FRAGMENTO DEL TEXTO →

Salir
a flote…
María
Yáñez
¿Qué
sabe el pez del agua donde nada toda su vida? Albert Einstein
Parte
I
¡Te
van a salir escamas!
Para
muchos, la piscina, también llamada alberca, es un lugar lejano, de
vacaciones, de terror por miedo al agua o hasta por miedo a las
bacterias que se puedan generar. En eso, prefiero no abundar, porque
muy pocas veces eso mata.
De
niña fui sola a inscribirme a clases de natación, era un verano,
recuerdo perfecto. Un día nos llevaron a nadar al deportivo
Venustiano Carranza, en mi natal Morelia, Michoacán, a solo 3 horas
de la capital mexicana. En ese deportivo había una alberca olímpica,
yo aún no sabía nadar, siempre fui temeraria, como muchos novatos,
agarrada de la orilla, no pisaba ni veía el fondo.
Afuera
de la alberca, el instructor cuidaba a decenas de entusiastas
primerizos, le avisé que me soltaría, que me cuidara, así que me
lancé muy confiada. A media alberca, saqué la cara con cierta
desesperación, el maestro ni sus luces. La opción para regresar a
la orilla, era yo misma, tragando agua y chapoteando. Lo logré, y
así empezó mi historia con el agua.
Mi
pasión por muchos años fue nadar. Tuve la fortuna de estar en el
equipo de nado sincronizado de Michoacán, cada día le dedicaba
horas, horas absurdas para muchos; mientras que para mí, esa etapa,
fue prácticamente mi vida.
Cuando
salía de clases, justo en la prepa1,
lo primero que hacía, era irme a entrenar. Mis amigos se quedaban
afuera de la escuela, el típico espacio para convivir, como si no
hubiera sido suficiente, y yo solo pensaba en nadar. Aún tengo
tatuadas las palabras de mi amiga Sol: —¡Qué
vida tan aburrida tienes!—.
Sin embargo, era mi pasión, uno de los momentos más plenos, llenos
de libertad consciente. Al nadar fluía, disfrutaba ver y respirar
abajo del agua.
Don
Felipe, mi abuelo materno, era mi inspiración y empuje. Y cada
noche, al regresar del entrenamiento me decía: —¿Para
que nadas tanto? ¡Te van a salir escamas, eso no te va a servir de
nada!—.
Aquello me dolía, sobre todo, viniendo de mí admirable e intachable
abuelo. Pese a ello, no dejé de nadar, era tan terca y orgullosa,
como el mismo don Felipe.

PREGUNTAS PARA RESPONDER →
• a. Responde, según el relato sobre la natación:
(i) ¿A qué deportivo llevaron a nadar a la narradora cuando era niña?
(ii) ¿De qué equipo formó parte?
(iii) ¿Qué parentesco tenía con ella don Felipe?
• b. Reproduce con total fidelidad el pasaje del relato sobre la natación que va desde "Aquello me dolía, sobre" hasta "mismo don Felipe.".
• c. Prosigue el relato sobre la natación a partir de su última oración.

ÍTEMS MOSTRADOS →
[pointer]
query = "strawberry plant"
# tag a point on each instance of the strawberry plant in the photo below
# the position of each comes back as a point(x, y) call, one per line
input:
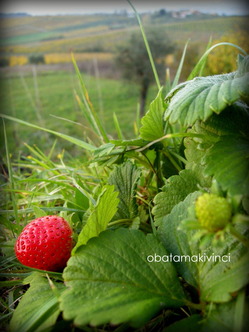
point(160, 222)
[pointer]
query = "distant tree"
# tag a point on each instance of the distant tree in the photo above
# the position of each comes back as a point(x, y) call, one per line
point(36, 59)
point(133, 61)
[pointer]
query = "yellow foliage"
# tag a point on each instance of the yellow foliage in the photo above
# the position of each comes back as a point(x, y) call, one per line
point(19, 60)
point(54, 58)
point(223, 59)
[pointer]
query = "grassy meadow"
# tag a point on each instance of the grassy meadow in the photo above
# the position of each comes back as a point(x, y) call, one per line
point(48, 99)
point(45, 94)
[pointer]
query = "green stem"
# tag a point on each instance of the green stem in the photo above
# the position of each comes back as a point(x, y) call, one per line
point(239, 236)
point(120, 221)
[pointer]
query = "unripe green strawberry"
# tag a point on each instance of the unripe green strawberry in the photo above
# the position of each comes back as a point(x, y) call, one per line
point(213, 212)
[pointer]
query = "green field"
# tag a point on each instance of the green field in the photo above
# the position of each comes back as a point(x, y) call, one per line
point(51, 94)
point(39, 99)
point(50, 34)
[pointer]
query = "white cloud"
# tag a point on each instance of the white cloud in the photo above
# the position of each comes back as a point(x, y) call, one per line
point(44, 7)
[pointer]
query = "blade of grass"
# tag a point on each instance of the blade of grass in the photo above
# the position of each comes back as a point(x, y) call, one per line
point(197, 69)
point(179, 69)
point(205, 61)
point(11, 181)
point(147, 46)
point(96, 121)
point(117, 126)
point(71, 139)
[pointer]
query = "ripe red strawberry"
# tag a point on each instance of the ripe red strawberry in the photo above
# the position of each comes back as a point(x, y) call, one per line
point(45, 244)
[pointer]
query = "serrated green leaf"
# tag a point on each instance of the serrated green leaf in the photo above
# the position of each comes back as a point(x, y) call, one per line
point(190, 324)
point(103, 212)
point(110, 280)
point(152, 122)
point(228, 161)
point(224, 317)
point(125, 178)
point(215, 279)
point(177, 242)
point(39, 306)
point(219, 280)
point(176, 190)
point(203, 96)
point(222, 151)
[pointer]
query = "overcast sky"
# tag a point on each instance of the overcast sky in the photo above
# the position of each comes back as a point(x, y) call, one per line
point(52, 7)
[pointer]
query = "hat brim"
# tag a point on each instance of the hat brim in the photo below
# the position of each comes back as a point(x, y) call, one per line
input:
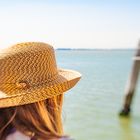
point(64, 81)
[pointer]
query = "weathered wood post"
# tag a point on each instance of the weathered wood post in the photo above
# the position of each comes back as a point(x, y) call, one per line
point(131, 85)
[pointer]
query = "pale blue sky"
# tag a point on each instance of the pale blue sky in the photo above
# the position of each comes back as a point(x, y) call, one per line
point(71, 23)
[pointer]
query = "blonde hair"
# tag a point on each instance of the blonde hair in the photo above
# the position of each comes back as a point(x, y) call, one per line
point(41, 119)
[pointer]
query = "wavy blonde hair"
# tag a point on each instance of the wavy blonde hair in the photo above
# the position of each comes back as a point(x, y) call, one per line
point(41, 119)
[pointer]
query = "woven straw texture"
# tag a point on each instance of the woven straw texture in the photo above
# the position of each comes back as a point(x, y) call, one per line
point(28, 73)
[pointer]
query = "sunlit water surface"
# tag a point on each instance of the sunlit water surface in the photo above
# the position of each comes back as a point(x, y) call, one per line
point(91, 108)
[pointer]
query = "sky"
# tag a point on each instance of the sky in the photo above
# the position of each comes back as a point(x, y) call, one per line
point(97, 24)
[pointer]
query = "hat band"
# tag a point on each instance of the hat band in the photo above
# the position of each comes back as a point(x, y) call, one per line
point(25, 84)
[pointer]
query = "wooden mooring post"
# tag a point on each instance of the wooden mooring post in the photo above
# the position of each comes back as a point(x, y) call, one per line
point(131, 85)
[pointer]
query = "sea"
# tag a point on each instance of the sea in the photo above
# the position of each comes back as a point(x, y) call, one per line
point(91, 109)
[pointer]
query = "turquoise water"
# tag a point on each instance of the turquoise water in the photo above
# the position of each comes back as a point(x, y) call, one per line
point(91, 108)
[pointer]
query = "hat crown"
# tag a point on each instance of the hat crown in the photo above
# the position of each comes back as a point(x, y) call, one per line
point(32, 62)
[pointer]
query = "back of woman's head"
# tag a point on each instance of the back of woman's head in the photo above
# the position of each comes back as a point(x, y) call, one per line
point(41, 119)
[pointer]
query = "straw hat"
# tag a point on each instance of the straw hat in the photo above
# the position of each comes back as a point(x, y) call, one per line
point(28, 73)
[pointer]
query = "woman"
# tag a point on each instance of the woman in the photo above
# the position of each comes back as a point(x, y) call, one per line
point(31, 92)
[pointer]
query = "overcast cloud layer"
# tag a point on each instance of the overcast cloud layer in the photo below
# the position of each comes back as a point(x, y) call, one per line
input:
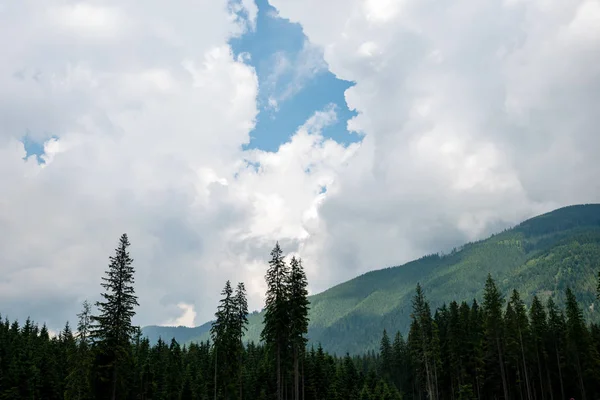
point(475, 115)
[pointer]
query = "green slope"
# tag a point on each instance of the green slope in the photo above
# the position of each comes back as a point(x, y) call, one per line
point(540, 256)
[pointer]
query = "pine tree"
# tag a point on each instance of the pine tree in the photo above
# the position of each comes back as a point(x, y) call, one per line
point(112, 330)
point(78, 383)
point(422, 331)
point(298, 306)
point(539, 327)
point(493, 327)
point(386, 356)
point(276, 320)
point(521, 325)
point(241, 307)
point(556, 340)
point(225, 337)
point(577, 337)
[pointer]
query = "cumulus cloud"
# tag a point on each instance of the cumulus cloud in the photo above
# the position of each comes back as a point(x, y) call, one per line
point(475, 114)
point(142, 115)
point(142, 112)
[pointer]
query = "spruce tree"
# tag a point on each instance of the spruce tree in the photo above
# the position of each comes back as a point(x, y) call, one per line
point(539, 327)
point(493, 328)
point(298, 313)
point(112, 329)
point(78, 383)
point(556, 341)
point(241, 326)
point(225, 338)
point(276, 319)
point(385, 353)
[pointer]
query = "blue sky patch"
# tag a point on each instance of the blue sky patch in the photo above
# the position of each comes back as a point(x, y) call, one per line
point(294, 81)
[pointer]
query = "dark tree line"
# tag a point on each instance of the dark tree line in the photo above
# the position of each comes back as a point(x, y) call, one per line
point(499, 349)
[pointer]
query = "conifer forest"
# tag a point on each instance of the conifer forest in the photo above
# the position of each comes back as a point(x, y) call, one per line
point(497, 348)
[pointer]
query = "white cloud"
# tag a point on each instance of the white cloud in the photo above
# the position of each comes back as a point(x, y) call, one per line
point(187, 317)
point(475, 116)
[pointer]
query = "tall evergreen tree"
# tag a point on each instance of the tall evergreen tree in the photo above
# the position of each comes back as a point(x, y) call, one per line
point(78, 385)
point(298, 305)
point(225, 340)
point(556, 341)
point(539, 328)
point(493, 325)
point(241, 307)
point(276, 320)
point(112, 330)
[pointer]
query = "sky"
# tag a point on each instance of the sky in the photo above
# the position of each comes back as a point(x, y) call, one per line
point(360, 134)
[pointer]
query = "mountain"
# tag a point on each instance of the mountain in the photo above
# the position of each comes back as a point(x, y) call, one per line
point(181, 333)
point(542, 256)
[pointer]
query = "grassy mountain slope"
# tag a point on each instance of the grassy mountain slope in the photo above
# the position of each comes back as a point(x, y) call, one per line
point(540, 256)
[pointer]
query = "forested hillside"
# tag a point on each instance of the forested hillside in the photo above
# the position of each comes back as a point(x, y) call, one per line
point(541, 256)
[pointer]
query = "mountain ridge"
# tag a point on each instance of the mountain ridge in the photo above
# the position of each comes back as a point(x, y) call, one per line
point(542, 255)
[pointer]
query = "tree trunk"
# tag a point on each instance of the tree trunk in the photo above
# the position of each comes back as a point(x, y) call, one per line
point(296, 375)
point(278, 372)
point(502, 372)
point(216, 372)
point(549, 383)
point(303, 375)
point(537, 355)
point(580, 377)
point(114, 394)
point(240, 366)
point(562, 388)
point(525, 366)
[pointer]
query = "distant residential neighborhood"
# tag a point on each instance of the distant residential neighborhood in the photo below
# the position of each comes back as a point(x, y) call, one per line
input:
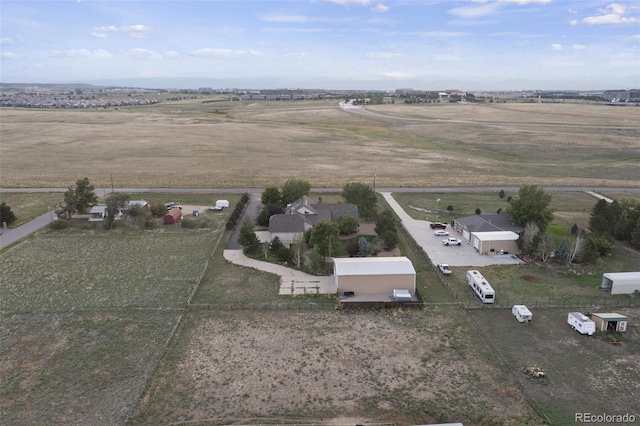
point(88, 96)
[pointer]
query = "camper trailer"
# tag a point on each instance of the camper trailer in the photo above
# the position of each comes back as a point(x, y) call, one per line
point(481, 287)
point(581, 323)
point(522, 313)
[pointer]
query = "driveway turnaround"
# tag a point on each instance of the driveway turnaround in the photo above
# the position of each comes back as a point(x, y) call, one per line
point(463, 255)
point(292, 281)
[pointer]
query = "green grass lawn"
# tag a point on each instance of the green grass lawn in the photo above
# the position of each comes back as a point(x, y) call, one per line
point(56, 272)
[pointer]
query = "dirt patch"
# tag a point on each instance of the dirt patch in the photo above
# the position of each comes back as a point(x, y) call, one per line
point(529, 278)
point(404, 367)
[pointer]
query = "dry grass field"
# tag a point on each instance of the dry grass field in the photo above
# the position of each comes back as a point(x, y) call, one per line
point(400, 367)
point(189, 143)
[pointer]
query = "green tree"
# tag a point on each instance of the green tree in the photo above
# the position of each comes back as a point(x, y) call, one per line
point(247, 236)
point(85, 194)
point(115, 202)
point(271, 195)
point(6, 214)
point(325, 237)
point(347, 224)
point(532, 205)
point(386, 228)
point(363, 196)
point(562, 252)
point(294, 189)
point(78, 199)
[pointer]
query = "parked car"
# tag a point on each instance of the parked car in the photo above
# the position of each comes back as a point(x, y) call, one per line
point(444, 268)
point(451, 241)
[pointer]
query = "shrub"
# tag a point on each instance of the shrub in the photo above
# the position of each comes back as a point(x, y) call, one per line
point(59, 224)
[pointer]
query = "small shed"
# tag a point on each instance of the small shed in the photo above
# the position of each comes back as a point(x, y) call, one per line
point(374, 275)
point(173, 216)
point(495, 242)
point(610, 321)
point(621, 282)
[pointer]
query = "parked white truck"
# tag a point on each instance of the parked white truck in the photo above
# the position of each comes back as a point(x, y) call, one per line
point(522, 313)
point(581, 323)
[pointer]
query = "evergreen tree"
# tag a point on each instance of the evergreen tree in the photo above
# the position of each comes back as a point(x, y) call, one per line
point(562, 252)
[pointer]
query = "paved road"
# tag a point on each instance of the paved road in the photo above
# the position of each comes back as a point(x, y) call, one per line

RESPUESTAS DEL EJERCICIO →
• a.
(i) Al deportivo Venustiano Carranza.
(ii) Del equipo de nado sincronizado de Michoacán.
(iii) Era su abuelo materno.

• b.
Aquello me dolía, sobre todo, viniendo de mí admirable e intachable
abuelo. Pese a ello, no dejé de nadar, era tan terca y orgullosa,
como el mismo don Felipe.

• c.
Llegó
el momento de entrar a la universidad. Yo había querido estudiar
Biología Marina, carrera que no había en Morelia, la opción:
esperar un año para viajar a Baja California o estudiar Ciencias de
la Comunicación. Lo segundo, también me hacía ilusión, ser
corresponsal de guerra era mi sueño, pero poco factible, solo había
en universidades privadas, la beca era la opción. Mientras esperaba
los resultados, me ofrecieron una tercera salida a mi estado de vida
-para mí la menos apetecible, estudiar leyes-, carrera que en ese
entonces, tenía fama de ser muy fácil, solo que te atropellaran en
la avenida Madero, calle principal de Morelia, evitaría no pasar;
mucha gente entraba por mientras, parecía mi opción. pero el día
del examen de admisión, preferí otro tipo de prueba, el de nado
sincronizado y ahí estuve sin ningún remordimiento.
Llegó
la beca para estudiar Ciencias de la Comunicación en la Universidad
Vasco de Quiroga, y mi pasión de nadar cambió por el periodismo.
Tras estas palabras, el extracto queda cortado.